- **What needs to be done**
Could you format the lines of the records below, between the line holding "tag the blurred background" and the line holding "<point>694,792</point>", inclusive, as a JSON list of strings with one string per line and blank lines left out?

- **Records provided**
******
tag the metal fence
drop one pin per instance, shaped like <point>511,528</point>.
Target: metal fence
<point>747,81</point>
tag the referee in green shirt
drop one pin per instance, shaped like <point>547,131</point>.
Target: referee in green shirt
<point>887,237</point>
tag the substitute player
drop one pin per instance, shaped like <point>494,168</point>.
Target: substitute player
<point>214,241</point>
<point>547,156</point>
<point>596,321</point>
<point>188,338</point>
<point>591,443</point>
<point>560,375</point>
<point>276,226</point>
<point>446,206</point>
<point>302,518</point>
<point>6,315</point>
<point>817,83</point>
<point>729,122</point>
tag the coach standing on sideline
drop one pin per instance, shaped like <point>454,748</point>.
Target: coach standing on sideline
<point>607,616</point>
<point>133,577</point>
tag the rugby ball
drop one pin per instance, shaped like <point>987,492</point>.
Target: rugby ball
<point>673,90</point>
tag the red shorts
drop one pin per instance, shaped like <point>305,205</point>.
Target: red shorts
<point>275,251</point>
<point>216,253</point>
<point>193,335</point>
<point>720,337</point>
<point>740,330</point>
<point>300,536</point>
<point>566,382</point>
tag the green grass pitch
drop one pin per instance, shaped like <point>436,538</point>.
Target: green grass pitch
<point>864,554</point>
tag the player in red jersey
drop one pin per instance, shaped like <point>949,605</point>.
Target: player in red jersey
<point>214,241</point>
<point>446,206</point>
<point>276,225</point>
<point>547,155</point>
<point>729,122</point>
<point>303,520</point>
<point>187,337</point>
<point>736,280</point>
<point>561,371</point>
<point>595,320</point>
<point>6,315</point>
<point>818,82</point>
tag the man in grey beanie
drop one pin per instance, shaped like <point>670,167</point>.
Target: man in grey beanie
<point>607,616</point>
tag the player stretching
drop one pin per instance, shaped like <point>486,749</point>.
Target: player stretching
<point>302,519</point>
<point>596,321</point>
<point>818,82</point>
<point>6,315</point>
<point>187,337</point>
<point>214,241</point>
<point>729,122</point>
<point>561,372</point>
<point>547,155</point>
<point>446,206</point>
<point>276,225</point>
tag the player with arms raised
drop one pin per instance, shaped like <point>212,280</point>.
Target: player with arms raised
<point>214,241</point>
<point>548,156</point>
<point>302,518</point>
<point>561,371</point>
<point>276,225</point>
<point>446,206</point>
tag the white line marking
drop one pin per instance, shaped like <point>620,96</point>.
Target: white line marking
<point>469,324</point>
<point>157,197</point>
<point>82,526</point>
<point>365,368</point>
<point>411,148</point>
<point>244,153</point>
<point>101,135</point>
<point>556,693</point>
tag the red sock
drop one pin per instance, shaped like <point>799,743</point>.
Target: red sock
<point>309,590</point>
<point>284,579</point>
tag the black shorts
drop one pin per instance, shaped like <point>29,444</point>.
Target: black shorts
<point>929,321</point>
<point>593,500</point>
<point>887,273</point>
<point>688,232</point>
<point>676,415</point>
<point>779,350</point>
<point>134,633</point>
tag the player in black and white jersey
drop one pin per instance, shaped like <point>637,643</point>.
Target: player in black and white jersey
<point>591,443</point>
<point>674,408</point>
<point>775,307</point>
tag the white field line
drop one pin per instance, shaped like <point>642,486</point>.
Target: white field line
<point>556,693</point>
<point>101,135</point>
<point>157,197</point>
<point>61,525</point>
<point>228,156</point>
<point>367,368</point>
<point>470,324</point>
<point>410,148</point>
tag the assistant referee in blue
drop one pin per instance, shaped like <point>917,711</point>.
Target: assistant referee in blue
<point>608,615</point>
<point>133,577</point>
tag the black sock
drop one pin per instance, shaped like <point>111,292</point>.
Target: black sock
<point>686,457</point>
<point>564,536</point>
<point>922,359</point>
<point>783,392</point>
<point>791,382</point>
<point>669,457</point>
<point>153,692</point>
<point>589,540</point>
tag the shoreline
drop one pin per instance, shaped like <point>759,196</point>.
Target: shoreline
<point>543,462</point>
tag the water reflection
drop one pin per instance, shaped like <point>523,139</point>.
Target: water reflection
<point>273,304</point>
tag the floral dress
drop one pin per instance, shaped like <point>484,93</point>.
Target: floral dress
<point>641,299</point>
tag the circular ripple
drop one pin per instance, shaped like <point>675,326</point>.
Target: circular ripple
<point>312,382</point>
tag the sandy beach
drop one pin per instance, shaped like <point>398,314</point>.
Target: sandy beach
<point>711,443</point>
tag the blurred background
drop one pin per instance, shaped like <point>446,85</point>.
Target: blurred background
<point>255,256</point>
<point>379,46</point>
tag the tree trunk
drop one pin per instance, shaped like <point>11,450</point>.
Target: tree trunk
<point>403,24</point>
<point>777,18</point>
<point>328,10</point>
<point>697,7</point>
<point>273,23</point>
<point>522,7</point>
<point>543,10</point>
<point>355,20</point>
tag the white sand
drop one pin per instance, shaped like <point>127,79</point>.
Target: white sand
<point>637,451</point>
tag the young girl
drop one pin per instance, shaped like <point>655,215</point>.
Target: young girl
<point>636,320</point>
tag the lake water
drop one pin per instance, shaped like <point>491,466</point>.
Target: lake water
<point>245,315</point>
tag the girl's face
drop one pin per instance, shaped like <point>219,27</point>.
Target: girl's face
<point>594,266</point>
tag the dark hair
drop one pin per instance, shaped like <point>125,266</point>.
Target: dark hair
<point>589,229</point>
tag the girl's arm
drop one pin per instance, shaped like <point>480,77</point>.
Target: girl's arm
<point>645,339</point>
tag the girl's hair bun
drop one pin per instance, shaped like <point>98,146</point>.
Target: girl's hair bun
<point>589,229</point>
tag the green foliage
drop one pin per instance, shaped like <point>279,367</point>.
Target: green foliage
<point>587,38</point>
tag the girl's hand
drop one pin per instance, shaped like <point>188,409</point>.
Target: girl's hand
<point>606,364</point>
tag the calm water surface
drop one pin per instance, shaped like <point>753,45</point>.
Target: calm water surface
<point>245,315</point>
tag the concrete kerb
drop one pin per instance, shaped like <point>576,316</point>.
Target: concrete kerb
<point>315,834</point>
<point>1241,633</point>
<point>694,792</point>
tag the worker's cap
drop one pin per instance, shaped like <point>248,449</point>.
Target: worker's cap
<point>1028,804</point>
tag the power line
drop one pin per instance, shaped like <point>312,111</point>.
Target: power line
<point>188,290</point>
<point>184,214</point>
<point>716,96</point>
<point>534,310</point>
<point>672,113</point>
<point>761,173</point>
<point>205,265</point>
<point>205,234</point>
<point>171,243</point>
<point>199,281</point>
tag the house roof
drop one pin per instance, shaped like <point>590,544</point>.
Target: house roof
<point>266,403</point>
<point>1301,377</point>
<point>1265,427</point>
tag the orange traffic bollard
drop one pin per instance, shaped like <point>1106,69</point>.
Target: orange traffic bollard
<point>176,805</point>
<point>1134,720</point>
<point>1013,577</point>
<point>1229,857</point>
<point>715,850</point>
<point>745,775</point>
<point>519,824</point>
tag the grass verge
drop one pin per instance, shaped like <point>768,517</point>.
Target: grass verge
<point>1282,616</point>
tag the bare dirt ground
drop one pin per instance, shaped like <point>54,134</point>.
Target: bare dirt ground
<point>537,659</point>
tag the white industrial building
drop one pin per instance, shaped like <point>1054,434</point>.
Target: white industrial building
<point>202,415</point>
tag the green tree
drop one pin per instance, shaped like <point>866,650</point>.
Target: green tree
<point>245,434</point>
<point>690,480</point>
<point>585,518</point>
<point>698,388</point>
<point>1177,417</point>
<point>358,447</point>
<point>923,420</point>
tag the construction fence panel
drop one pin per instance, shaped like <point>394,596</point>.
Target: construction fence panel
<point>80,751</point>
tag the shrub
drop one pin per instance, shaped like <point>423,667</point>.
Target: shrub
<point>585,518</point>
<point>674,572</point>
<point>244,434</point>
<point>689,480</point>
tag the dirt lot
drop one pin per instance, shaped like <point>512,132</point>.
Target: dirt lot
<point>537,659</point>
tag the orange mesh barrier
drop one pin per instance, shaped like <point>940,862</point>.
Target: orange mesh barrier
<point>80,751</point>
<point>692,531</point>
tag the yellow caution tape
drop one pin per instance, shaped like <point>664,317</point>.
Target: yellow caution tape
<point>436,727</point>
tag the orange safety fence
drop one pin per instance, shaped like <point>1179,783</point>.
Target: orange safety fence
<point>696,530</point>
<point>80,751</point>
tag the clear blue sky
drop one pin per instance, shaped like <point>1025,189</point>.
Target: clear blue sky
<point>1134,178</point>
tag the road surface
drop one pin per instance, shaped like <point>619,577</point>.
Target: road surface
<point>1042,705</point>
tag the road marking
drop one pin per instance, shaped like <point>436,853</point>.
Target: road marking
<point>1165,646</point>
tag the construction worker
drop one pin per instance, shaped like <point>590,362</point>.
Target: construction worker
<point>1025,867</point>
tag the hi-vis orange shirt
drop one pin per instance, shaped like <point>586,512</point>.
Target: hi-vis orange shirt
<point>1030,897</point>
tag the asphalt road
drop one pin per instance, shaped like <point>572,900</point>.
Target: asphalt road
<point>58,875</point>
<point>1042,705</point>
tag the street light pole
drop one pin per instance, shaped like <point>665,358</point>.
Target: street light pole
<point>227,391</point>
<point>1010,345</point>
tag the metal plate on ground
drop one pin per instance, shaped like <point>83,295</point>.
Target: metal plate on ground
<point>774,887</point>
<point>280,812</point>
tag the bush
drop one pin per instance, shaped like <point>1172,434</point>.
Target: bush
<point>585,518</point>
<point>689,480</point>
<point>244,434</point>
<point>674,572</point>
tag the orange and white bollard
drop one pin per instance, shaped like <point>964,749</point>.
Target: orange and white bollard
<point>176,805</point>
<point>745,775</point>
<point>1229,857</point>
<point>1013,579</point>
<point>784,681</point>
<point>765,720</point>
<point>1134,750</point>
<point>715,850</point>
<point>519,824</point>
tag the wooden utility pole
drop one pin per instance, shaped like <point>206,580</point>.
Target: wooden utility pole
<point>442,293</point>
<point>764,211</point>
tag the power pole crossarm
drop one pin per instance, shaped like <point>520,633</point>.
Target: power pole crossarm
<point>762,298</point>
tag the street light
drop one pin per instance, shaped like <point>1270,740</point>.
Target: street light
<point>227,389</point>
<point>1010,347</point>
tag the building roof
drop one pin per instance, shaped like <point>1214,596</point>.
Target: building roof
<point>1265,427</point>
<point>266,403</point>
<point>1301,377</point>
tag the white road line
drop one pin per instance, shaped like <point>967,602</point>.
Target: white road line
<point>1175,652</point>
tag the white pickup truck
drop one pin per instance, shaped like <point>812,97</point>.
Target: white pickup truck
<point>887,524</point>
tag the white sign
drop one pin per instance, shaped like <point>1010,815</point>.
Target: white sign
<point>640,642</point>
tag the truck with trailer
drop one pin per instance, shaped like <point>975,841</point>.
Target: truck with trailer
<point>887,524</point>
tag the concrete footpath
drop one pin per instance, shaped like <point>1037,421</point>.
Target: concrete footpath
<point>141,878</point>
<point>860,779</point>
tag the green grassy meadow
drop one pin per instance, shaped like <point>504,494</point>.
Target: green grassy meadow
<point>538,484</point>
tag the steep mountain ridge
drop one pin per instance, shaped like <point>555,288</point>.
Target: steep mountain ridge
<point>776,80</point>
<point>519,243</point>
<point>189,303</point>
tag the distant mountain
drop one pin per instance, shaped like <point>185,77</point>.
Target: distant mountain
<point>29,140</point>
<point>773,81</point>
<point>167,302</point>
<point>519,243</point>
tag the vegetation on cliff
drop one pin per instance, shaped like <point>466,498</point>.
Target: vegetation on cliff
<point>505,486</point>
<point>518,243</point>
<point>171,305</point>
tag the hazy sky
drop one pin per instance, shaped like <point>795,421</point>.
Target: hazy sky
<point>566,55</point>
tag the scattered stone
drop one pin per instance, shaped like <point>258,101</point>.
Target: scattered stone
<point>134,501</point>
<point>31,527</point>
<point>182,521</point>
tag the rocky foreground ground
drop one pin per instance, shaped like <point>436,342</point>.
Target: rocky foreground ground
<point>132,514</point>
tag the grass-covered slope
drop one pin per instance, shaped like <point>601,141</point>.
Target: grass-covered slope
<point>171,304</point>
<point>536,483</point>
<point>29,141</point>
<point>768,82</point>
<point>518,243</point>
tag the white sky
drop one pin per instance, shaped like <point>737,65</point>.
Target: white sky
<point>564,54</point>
******
- **Exercise output**
[
  "tag the blurred background",
  "drop one pin per instance, shaped like <point>446,85</point>.",
  "Target: blurred background",
  "<point>255,256</point>",
  "<point>379,46</point>",
  "tag the tree trunk",
  "drop one pin per instance, shaped like <point>11,450</point>.",
  "Target: tree trunk",
  "<point>403,24</point>",
  "<point>777,18</point>",
  "<point>328,10</point>",
  "<point>697,7</point>",
  "<point>273,23</point>",
  "<point>522,7</point>",
  "<point>543,10</point>",
  "<point>355,20</point>",
  "tag the white sand",
  "drop one pin per instance, shaped like <point>127,79</point>.",
  "Target: white sand",
  "<point>637,451</point>",
  "tag the young girl",
  "drop one pin per instance, shaped like <point>655,215</point>.",
  "Target: young girl",
  "<point>636,320</point>",
  "tag the lake water",
  "drop one pin per instance, shaped like <point>491,466</point>.",
  "Target: lake water",
  "<point>245,315</point>",
  "tag the girl's face",
  "drop one pin per instance, shaped like <point>219,27</point>.",
  "Target: girl's face",
  "<point>594,266</point>",
  "tag the dark hair",
  "drop one pin per instance, shaped like <point>125,266</point>.",
  "Target: dark hair",
  "<point>589,229</point>",
  "tag the girl's arm",
  "drop one pin per instance, shaped like <point>480,77</point>.",
  "Target: girl's arm",
  "<point>645,339</point>",
  "tag the girl's hair bun",
  "drop one pin per instance, shaped like <point>98,146</point>.",
  "Target: girl's hair bun",
  "<point>589,229</point>",
  "tag the green foliage",
  "drop one pin per instance, shaped like <point>279,367</point>.",
  "Target: green foliage",
  "<point>587,38</point>",
  "tag the girl's hand",
  "drop one pin per instance, shaped like <point>188,409</point>.",
  "Target: girl's hand",
  "<point>606,364</point>",
  "tag the calm water surface",
  "drop one pin per instance, shaped like <point>753,45</point>.",
  "Target: calm water surface",
  "<point>245,315</point>",
  "tag the concrete kerb",
  "drop one pin per instance, shaped like <point>576,316</point>.",
  "Target: concrete kerb",
  "<point>315,834</point>",
  "<point>1241,633</point>",
  "<point>694,792</point>"
]